Excerpt to read section start

As alleged in court today, AbbVie seeks to overwhelm Alvotech with 60+ patent claims of questionable validity in order to keep its closest competitor off the market, a tactic it has long used against other competitors. At stake are billions of dollars of cost to the U.S. healthcare system, which is largely driven by AbbVie’s significant price increases that its Humira monopoly makes possible. Later this month, AbbVie will face questions from Congress about whether the company improperly suppresses competition in order to maintain their monopoly. As alleged in the filing, AbbVie has taken several improper steps to inflate its patent portfolio, specifically:
- patenting purported inventions that it does not use in the production of Humira;
- seeking multiple patents on the same invention but as part of different patent families in a manner designed to cause confusion;
- obtaining patents through inequitable conduct;
- by seeking patents that cover Humira already in the prior art
- obtaining patents on purported inventions that AbbVie did not invent.
Today, affordable biosimilars to Humira are available across Europe and in Japan, Canada and Australia. The settlement agreements that allowed launches in 2018 of biosimilars in Europe were done to delay launches of similar products in the U.S., thus allowing AbbVie the ability to maintain and even increase prices on the U.S. consumer and taxpayer. As pointed out in Alvotech’s lawsuit, AbbVie did not invent adalimumab or the subject matter of the original patents surrounding adalimumab and its use, instead acquiring them from German BASF AG. Nevertheless, despite those original patents expiring in 2016, AbbVie has been able to extend its monopoly to 2023 and beyond by deliberately seeking to block legitimate competition.

Excerpt to read section end
Extracted material section start

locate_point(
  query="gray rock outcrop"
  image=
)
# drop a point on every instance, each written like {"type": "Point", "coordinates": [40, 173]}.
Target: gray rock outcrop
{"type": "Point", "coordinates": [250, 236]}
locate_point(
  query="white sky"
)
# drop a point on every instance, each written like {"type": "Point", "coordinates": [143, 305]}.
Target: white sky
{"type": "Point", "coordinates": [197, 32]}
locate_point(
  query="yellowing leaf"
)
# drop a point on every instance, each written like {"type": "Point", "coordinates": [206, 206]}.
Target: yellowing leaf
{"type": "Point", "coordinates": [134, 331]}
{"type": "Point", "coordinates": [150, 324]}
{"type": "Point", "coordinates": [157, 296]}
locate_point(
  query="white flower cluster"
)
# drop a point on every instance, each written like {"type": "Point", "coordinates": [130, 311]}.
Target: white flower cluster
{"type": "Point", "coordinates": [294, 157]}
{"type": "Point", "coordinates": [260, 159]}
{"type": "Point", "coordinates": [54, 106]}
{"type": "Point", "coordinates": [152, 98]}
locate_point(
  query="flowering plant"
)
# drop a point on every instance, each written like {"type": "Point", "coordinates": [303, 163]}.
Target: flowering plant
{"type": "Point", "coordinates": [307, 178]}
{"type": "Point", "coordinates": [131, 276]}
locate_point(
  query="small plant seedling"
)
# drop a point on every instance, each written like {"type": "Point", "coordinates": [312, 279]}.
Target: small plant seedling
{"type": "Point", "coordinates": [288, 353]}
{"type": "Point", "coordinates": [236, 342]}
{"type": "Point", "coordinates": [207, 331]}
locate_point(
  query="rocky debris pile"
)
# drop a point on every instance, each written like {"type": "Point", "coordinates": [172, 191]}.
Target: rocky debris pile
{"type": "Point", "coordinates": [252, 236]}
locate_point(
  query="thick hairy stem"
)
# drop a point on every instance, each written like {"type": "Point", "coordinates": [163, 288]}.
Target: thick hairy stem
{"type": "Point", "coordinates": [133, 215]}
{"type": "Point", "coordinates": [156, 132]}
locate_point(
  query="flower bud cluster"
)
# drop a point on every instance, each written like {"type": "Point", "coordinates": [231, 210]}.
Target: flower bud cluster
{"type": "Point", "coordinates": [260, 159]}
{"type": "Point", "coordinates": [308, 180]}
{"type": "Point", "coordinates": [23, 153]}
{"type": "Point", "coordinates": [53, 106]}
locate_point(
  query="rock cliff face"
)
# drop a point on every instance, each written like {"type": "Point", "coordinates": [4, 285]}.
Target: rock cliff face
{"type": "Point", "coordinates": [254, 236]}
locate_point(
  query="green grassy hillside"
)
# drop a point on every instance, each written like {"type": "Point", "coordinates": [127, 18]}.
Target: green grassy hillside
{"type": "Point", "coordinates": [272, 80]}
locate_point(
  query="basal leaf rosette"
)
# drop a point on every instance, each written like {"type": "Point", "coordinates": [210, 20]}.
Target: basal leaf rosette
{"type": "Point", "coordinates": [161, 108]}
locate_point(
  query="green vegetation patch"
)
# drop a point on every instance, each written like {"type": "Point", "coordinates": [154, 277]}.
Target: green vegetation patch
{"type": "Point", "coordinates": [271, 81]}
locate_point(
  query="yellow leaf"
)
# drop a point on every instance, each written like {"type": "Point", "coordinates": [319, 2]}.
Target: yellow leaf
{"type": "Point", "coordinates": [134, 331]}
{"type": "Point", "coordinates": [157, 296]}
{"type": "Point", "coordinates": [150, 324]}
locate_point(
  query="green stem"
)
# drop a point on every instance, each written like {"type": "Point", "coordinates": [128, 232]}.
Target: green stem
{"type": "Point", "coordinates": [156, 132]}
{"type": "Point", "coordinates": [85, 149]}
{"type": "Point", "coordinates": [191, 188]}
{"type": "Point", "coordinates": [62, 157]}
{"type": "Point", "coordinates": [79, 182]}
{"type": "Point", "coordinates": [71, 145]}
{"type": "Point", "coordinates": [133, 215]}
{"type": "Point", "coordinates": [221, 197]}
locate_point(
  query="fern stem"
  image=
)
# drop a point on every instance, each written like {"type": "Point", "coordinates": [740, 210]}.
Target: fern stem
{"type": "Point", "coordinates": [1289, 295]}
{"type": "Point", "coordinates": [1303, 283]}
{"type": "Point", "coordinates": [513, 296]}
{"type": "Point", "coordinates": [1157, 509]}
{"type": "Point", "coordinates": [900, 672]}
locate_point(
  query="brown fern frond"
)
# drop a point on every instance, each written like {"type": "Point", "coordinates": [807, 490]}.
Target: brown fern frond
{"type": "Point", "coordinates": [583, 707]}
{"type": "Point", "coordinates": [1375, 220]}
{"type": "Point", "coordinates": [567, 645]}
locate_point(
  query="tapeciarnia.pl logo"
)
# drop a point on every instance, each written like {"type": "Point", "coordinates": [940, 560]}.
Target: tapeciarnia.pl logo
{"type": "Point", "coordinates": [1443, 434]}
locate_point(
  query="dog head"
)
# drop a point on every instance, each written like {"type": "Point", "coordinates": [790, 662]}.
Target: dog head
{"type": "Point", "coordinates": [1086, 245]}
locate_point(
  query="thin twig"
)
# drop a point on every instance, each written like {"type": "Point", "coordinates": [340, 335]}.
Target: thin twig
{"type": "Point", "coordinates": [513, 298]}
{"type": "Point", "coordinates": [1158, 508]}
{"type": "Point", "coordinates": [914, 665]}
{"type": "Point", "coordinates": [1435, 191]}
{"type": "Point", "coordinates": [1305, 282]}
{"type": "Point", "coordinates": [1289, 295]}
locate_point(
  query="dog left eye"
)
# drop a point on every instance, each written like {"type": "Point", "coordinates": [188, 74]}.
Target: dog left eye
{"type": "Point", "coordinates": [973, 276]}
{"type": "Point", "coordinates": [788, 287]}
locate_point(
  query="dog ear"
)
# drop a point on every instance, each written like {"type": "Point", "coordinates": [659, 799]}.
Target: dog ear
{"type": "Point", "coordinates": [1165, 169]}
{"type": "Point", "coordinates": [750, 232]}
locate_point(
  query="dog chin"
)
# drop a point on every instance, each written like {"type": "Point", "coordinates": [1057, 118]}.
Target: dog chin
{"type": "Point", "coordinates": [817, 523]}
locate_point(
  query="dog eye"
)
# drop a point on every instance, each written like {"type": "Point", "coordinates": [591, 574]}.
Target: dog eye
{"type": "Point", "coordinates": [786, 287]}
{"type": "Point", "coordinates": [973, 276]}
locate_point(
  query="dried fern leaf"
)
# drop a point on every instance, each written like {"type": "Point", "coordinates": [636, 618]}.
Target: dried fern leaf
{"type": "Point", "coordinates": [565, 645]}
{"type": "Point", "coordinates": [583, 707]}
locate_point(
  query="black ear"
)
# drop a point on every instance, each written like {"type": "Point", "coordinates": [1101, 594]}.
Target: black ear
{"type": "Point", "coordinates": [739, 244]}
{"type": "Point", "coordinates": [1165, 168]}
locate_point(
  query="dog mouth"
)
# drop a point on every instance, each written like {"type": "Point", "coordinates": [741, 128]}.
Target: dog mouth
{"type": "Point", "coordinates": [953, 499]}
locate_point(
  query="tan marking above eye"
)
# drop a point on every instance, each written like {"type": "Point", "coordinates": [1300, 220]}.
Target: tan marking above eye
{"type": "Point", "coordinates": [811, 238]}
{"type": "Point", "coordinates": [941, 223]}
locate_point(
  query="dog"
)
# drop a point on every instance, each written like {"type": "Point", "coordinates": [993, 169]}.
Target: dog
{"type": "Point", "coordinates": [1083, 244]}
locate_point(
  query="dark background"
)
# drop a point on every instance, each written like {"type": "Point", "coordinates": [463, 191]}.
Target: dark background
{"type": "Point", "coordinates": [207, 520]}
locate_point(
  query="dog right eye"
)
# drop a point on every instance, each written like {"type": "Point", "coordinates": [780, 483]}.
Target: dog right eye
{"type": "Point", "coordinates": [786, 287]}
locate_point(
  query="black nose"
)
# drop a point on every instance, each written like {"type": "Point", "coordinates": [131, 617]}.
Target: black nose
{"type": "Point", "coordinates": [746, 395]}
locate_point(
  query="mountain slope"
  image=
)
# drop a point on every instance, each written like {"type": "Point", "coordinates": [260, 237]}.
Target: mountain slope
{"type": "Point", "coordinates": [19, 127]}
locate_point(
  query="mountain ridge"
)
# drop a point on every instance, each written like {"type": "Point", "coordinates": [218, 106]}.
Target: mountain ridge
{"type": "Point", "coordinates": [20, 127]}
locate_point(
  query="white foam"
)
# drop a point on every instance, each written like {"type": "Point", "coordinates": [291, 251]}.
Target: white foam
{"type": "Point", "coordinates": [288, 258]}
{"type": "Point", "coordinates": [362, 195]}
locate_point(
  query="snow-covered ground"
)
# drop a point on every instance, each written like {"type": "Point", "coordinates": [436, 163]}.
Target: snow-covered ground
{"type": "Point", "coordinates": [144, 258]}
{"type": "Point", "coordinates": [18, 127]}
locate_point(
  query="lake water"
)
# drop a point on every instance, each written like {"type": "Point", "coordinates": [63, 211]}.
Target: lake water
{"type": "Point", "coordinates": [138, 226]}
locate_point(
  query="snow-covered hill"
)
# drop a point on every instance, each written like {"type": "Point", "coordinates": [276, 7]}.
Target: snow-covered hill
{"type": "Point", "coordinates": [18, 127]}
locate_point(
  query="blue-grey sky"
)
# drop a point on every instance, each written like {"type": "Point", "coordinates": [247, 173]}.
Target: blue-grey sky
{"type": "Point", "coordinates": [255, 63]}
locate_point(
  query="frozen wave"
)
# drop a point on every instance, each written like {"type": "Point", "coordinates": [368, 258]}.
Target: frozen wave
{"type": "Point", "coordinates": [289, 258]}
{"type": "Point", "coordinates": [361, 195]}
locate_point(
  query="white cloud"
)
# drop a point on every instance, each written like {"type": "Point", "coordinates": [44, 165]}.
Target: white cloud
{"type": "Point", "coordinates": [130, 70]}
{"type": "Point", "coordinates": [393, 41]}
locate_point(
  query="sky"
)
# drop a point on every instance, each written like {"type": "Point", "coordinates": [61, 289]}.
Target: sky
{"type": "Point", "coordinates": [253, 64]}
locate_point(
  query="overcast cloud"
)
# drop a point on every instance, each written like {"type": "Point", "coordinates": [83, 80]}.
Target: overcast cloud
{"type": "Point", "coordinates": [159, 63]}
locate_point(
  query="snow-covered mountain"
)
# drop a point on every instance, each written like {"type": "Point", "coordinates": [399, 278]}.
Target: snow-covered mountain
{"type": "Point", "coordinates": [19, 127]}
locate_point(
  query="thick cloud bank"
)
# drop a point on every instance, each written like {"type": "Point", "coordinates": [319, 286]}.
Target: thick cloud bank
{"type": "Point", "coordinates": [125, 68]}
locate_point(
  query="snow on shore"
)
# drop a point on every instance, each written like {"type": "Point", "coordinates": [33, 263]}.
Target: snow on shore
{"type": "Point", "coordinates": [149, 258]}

Extracted material section end

Work instructions:
1 – In the Humira patent text, which company did AbbVie acquire the original adalimumab patents from?
2 – Write the next part of the Humira patent text, starting after its last sentence.

Response list:
1 – AbbVie acquired them from the German company BASF AG.

2 –
In 2010, AbbVie developed and tested a less-painful and higher- concentration version of Humira that was as a 100 mg/ml formulation, which the FDA approved in 2015. Yet the company waited nearly three years before bringing this new formulation to the public, a strategic move meant to entrench their control over the market and hobble the competition. Alvotech has developed and is seeking interchangeability for the less-painful, high-concentration version of Humira, which will offer patients the treatment at a more affordable price point.
Furthermore, AbbVie successfully sought and obtained over 100 additional patents of dubious validity that extended its Humira monopoly beyond 2016. Through settlements reached with their competitors, other biosimilars will not enter the market until 2023. In just the last four years, since its monopoly should have run its course, AbbVie has reported selling over $75 billion worth of Humira and is forecasted to make an additional nearly $40 billion through 2022.
As alleged in today’s filing, this strategy has been called a “minefield of IP” by those in AbbVie’s leadership, meaning the company will engage in endless litigation not to protect innovation but to make challenges to its patent claims cost- and resource- prohibitive for competitors.